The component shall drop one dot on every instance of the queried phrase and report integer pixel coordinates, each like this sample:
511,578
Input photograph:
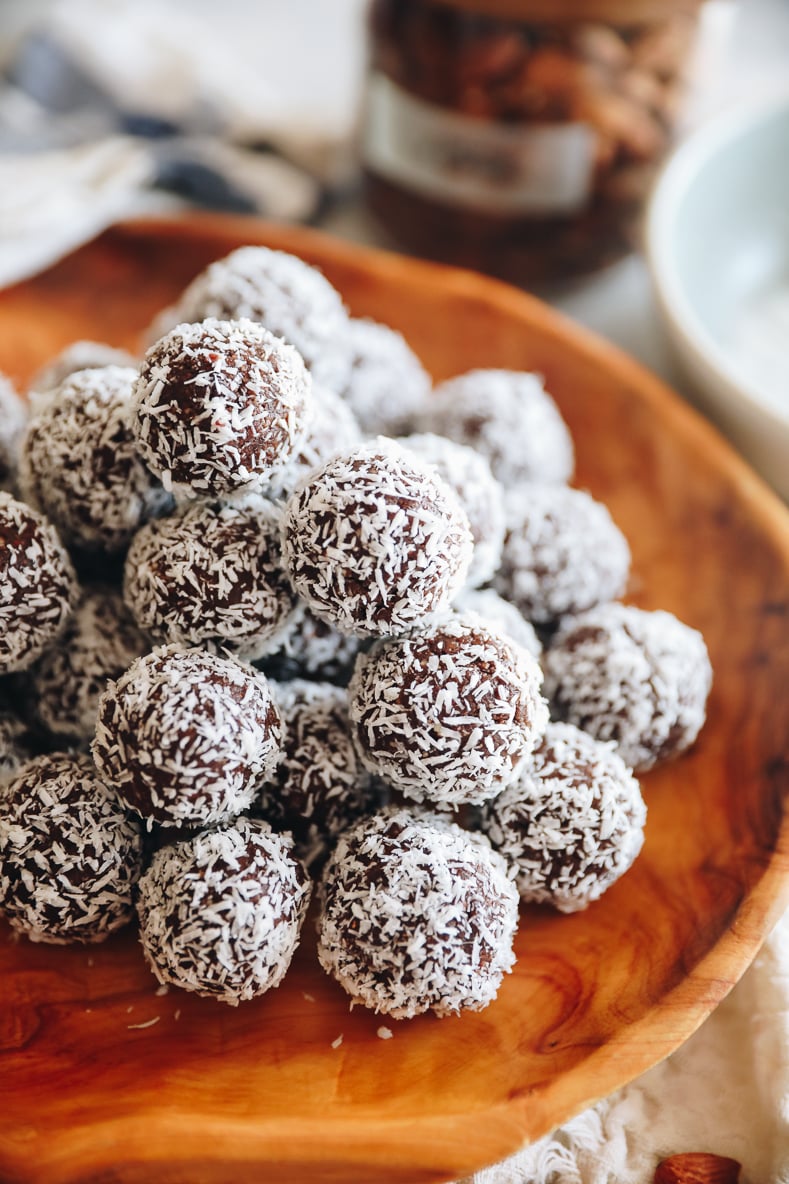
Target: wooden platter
102,1079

# # #

→ The task
Lay out every line of the items above as a Markdown table with two columns, Row and Line, giving each line its row number. Skip blank lines and leave the pictures out.

→ Output below
| Row | Line |
|---|---|
| 1 | The component shall drop one dot on every instance of the queried phrase and report integer pixel coordinates, each like this sample: |
| 2 | 511,578 |
| 3 | Input photograph: |
| 4 | Target: wooden platter |
| 5 | 102,1079 |